_SHORT TASK_
From the Love or Perish album page below, list every source named in the review scores.

_PAGE EXCERPT_
+++

Studio album by Arthur Loves Plastic
- Released: January 2005
- Genre: Electronica
- Length: 43:58
- Label: Machine Heart Music
- Producer: Bev Stanton

Arthur Loves Plastic album chronology
| Savage Bliss (2004) | Love or Perish (2005) | Pursuit of Happiness (2006) |

= Love or Perish =

Love or Perish is the twelfth album from Arthur Loves Plastic and was released in 2005.

Professional ratings
Review scores
| Source | Rating |
| Church of Girl | favorable |
| Collected Sounds | favorable |
| Dead Earnest | favorable |
| God Is in the TV Zine | favorable |
| ReVamp Music | favorable |

==Release notes==
"It's a jungle out there!" features remixes of The Tidbits and Michelle Swan, as well as vocals by Lisa Moscatiello and Heather Heimbuch.

+++

_DATASET EXCERPT_
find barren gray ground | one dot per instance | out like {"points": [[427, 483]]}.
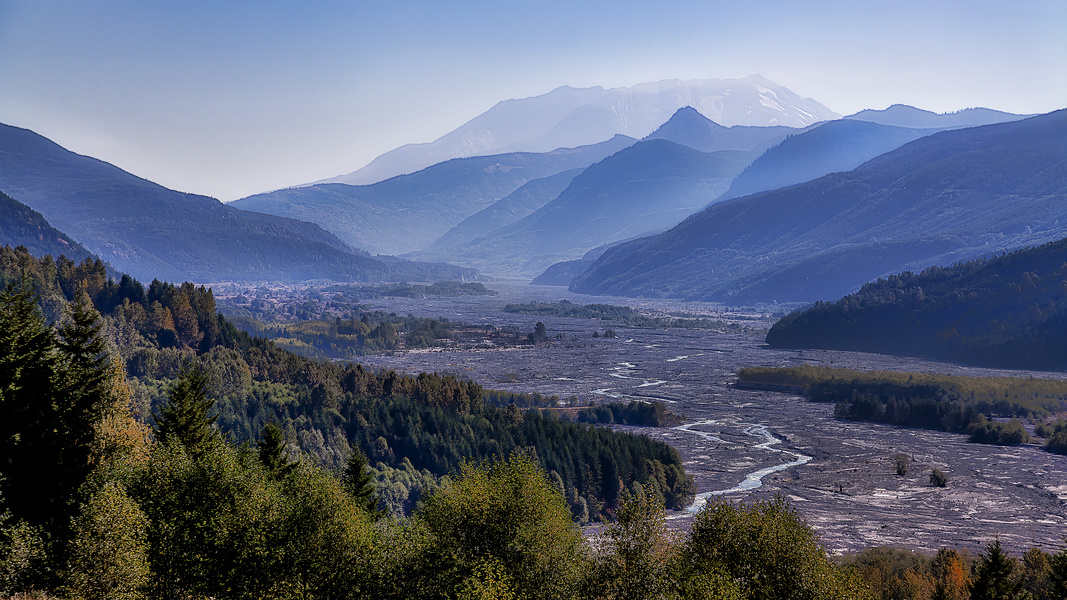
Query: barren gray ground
{"points": [[847, 489]]}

+++

_SOLUTION_
Church of Girl, Collected Sounds, Dead Earnest, God Is in the TV Zine, ReVamp Music